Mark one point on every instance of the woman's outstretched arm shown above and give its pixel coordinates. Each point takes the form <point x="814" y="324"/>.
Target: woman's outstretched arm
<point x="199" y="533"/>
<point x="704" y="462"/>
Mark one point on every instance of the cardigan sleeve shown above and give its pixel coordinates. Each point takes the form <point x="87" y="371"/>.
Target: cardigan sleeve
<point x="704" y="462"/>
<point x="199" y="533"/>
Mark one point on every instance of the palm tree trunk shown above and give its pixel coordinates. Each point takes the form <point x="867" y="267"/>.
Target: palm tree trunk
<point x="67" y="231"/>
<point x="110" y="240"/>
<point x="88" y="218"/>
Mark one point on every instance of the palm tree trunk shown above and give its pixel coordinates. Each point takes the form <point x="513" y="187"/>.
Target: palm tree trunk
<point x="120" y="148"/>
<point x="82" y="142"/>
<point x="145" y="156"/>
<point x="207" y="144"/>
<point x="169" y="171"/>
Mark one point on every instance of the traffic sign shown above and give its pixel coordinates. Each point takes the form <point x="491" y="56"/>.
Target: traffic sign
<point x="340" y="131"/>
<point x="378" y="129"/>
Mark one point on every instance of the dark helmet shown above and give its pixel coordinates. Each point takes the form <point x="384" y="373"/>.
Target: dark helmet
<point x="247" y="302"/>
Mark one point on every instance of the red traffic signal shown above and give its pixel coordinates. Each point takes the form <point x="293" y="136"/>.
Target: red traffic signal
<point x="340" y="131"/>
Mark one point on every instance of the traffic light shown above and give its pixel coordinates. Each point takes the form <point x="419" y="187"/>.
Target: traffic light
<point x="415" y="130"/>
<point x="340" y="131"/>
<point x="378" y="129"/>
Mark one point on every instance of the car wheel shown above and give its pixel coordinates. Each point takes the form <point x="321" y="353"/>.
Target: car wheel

==============================

__REQUIREMENTS__
Send back each record exactly as it stands.

__ANSWER TO THIS EXERCISE__
Mark one point on every instance of the woman's outstretched arm shown above and give its pixel coordinates. Each point takes the form <point x="814" y="324"/>.
Target: woman's outstretched arm
<point x="199" y="533"/>
<point x="704" y="462"/>
Mark one point on every instance of the cardigan sleeve shown above and give its pixel coordinates. Each point takes the form <point x="87" y="371"/>.
Target: cardigan sleeve
<point x="704" y="462"/>
<point x="199" y="533"/>
Mark one point on every instance of the palm tree trunk shown above and give its pixel coordinates. Each point takes the form <point x="867" y="267"/>.
Target: palm tree trunk
<point x="67" y="231"/>
<point x="110" y="240"/>
<point x="88" y="218"/>
Mark one point on every instance of the palm tree trunk shown above and give its pixel coordinates. Each point takes the form <point x="513" y="187"/>.
Target: palm tree trunk
<point x="120" y="148"/>
<point x="82" y="142"/>
<point x="145" y="156"/>
<point x="207" y="144"/>
<point x="169" y="171"/>
Mark one point on every instance of the traffic sign shown above and give its pixel coordinates. Each point takes the form <point x="491" y="56"/>.
Target: traffic sign
<point x="340" y="131"/>
<point x="378" y="129"/>
Mark one point on every instance of the dark helmet shown above and give its pixel coordinates. Each point takes the form <point x="384" y="373"/>.
Target: dark helmet
<point x="247" y="302"/>
Mark one point on every instance of the red traffic signal shown above and give its pixel coordinates. Each point takes the form <point x="293" y="136"/>.
Target: red traffic signal
<point x="340" y="131"/>
Mark one point on every instance of the traffic light shown above and give its pixel coordinates. Each point takes the form <point x="419" y="187"/>.
Target: traffic light
<point x="415" y="130"/>
<point x="340" y="131"/>
<point x="378" y="129"/>
Mark one point on every instance of the car wheel shown above and give its pixel coordinates. Each point takes the form <point x="321" y="353"/>.
Target: car wheel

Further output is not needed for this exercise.